(Point annotations for photos)

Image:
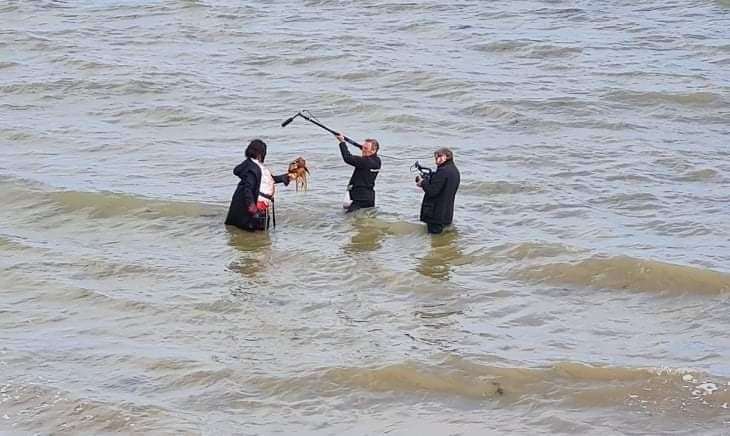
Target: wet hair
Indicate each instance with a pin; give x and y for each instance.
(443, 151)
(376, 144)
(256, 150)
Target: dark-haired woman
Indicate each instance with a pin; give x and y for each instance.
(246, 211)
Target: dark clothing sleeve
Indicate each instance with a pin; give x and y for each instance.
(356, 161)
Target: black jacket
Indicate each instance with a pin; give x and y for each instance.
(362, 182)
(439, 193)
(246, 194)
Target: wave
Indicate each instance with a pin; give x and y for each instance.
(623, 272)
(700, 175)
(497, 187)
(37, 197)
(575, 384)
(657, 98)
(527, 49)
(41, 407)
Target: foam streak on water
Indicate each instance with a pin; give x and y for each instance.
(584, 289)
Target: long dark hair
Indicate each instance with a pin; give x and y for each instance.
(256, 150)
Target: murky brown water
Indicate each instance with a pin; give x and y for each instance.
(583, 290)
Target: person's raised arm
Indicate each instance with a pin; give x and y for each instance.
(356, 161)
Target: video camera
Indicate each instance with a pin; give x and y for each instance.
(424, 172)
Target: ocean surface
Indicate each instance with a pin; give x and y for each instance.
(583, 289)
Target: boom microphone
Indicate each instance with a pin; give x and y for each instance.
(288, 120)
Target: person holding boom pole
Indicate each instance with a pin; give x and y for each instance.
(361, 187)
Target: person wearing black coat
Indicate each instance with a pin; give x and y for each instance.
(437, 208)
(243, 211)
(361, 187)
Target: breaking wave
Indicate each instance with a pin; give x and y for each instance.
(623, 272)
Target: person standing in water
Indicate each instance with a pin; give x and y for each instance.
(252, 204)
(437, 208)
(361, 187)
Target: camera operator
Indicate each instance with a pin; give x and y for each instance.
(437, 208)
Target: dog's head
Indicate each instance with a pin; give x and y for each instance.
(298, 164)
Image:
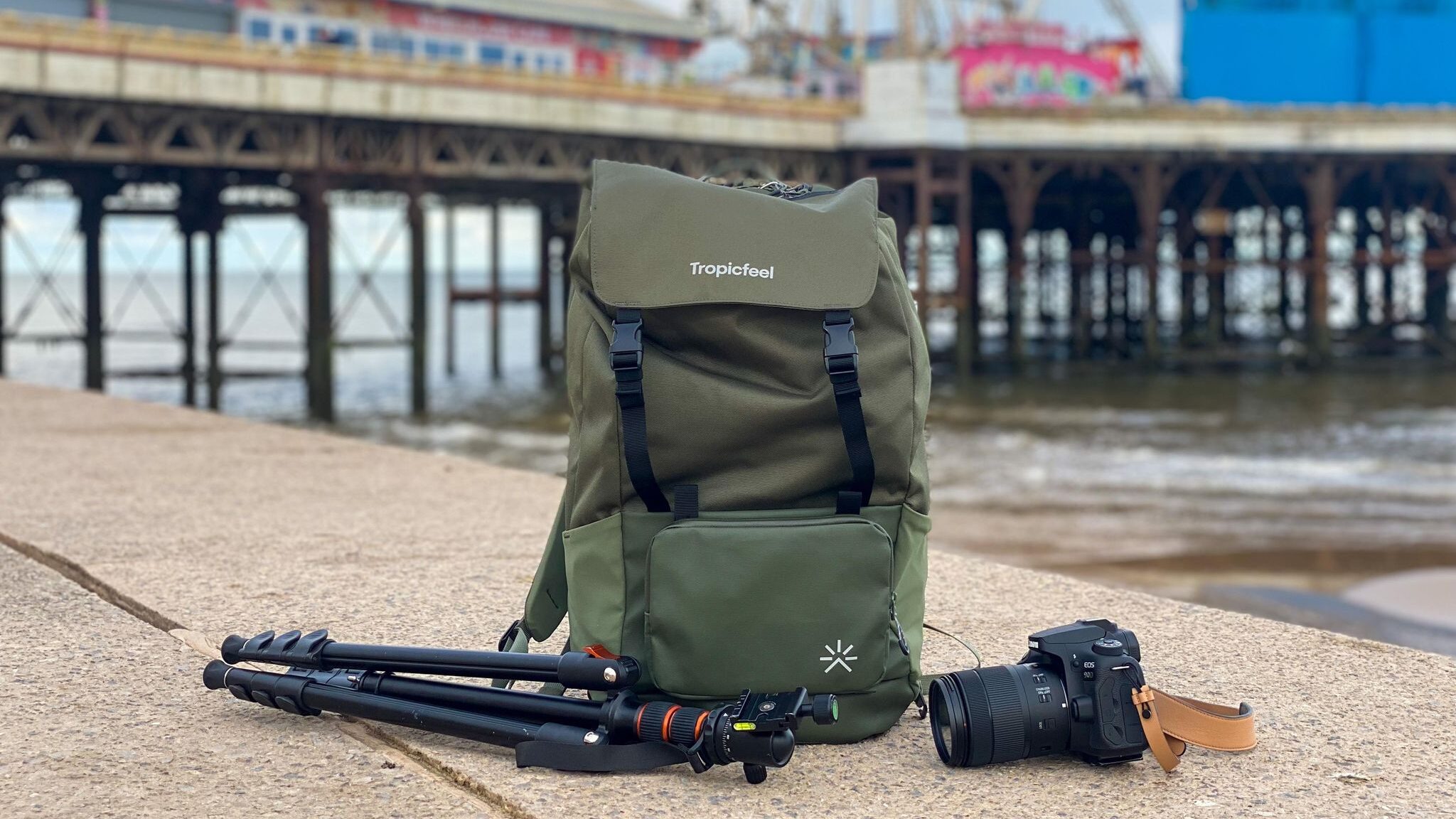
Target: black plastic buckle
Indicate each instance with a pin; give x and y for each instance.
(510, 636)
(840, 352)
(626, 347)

## What is being asked
Write out every line of the listing above unchanged, leaving out the pictures.

## The answer
Image:
Target: wet hair
Indicate each instance with a pin; give x and y for each instance.
(443, 151)
(376, 144)
(256, 150)
Target: dark-haired woman
Indicate each instance with a pin; give x and y for each instance.
(246, 211)
Target: dark clothing sleeve
Indicate each instance with a pin; give x and y for each instance.
(356, 161)
Target: black jacket
Indicate each instance with a pin; give x and y for each instance.
(362, 182)
(439, 193)
(246, 194)
Target: wave
Indicate each instance with a pin; give x and y for each instance.
(623, 272)
(700, 175)
(497, 187)
(37, 197)
(575, 384)
(657, 98)
(527, 49)
(41, 407)
Target: foam streak on water
Indicate each instance with a pin; give x and y for each instance.
(584, 289)
Target: long dark hair
Indicate each instance with a pin; give x and y for each instance.
(256, 150)
Target: murky brown water
Indicate each instance with a pin; give x and y for each instance.
(583, 290)
Target: person's raised arm
Indicate each instance with a pin; give x and y for each instance.
(356, 161)
Target: video camera
Indicate each instance with a pin; give x and y for each instance.
(424, 172)
Target: ocean surface
Indicate each instance with a pin; give x and y for each instance.
(583, 289)
Target: boom microphone
Indicate each instance with a pin; give x and y for each instance.
(288, 120)
Target: person holding boom pole
Indicate each instance with a pin; give x and y for each instance.
(361, 187)
Target: person wearing black coat
Indicate each instance with a pin; give x and y for each instance.
(437, 208)
(243, 211)
(361, 187)
Target: breaking wave
Indicate each instance with a pin; give x and y for each instance.
(623, 272)
Target: person standing in water
Indicate each instance with a pin; give x and y for each instance.
(252, 204)
(437, 208)
(361, 187)
Target: camera operator
Indicate each instance with a pin; give x and y for each instance.
(437, 208)
Target: dog's head
Indicate each instance with a pin; give x and y for each instance.
(298, 164)
Image:
Target: black plastic buckle
Indicate each instance with a pin; give x and y for each instance.
(510, 636)
(840, 352)
(626, 347)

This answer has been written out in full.